### [Extrait à lire]
C’est pourquoi, d’abord je prie Dieu afin qu’Il vous accorde la force de l’esprit et la bonne volonté requises pour accomplir votre tâche et faire avancer autant que faire se peut la cause de la paix, but ultime de tous vos efforts durant cette Session extraordinaire. Ainsi donc ma parole est une parole d’encouragement et d’espérance. Encouragement à ne pas laisser vos énergies s’affaiblir par la complexité des questions ou par les échecs du passé et du présent. Parole d’espérance parce que nous savons que seuls les hommes d’espérance sont à même d’avancer patiemment et tenacement vers les buts dignes des meilleurs efforts et vers le bien de tous.

4. Peut-être que de nos jours, aucune question ne touche autant d’aspects de la condition humaine que celle des armements et du désarmement. Elle comporte des aspects scientifiques et techniques, des aspects sociaux et économiques. Elle inclut aussi de graves problèmes de nature politique qui touchent les relations entre Etats et entre peuples. Nos systèmes mondiaux d’armements influencent en outre dans une grande mesure les développements culturels. Couronnant le tout, interviennent les questions spirituelles qui regardent l’identité même de l’homme et ses choix pour le futur et pour les générations à venir.

En vous offrant mes réflexions, j’ai présentes à l’esprit toutes ces dimensions techniques, scientifiques, sociales, économiques, politiques et surtout éthiques, culturelles et spirituelles.

5. Depuis la fin de la deuxième guerre mondiale et le début de l’âge atomique, le Saint-Siège et l’Eglise catholique ont eu une attitude très claire. L’Eglise a continuellement cherché à contribuer à la paix et à construire un monde qui n’ait pas à recourir à la guerre pour régler les différends. Elle a encouragé à maintenir un climat international de confiance mutuelle et de coopération. Elle a appuyé les structures susceptibles d’assurer la paix. Elle a reppelé les effets désastreux de la guerre. A mesure qu’augmentaient les moyens de destruction meurtrière, elle a relevé les dangers ainsi encourus et, au-delà des dangers immédiats, elle a indiqué les valeurs à cultiver pour développer la coopération, la confiance mutuelle, la fraternité et la paix.

Déjà en 1946, mon Prédécesseur le Pape Pie XII se référa à la “puissance des nouveaux instruments de destruction” qui ramenaient “le problème du désarmement au centre des discussions internationales avec des aspects complètement nouveaux” (PIO XII Allocutio ad Sacrum Cardinalium Collegium, die 24 dec. 1946: AAS 39 (1947) 13 ss.).

### [Données fournies]
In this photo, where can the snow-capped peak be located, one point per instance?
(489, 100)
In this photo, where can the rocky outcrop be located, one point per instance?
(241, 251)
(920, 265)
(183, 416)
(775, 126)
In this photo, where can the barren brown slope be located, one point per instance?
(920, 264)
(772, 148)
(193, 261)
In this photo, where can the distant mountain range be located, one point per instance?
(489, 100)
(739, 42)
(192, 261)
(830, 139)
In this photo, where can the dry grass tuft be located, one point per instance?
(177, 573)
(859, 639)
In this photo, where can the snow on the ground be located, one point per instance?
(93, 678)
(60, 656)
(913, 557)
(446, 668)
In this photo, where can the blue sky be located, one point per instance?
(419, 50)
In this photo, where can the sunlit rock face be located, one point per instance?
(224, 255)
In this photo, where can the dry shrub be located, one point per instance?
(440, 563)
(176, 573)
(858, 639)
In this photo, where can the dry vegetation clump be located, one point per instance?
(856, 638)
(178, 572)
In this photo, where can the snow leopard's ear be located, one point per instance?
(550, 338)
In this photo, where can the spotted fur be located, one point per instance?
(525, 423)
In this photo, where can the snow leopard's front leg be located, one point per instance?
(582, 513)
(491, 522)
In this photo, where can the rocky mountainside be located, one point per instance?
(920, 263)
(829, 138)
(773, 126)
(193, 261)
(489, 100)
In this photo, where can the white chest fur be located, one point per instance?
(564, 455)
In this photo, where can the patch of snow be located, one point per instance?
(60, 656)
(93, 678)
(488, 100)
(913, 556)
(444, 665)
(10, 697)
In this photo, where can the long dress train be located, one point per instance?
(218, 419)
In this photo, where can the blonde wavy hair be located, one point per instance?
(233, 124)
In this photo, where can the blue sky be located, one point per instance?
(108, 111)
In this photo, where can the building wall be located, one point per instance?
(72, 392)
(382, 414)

### [Liste des tâches]
1. Réécrivez tout ce qui va de « En vous offrant » jusqu'à « culturelles et spirituelles. » dans l'extrait sur le désarmement, en remplaçant « réflexions » par « pensées ».
2. D'après l'extrait sur le désarmement, en quelle année le pape Pie XII a-t-il évoqué la « puissance des nouveaux instruments de destruction » ?

### [Ensemble des réponses]
1.
En vous offrant mes pensées, j’ai présentes à l’esprit toutes ces dimensions techniques, scientifiques, sociales, économiques, politiques et surtout éthiques, culturelles et spirituelles.

2. En 1946.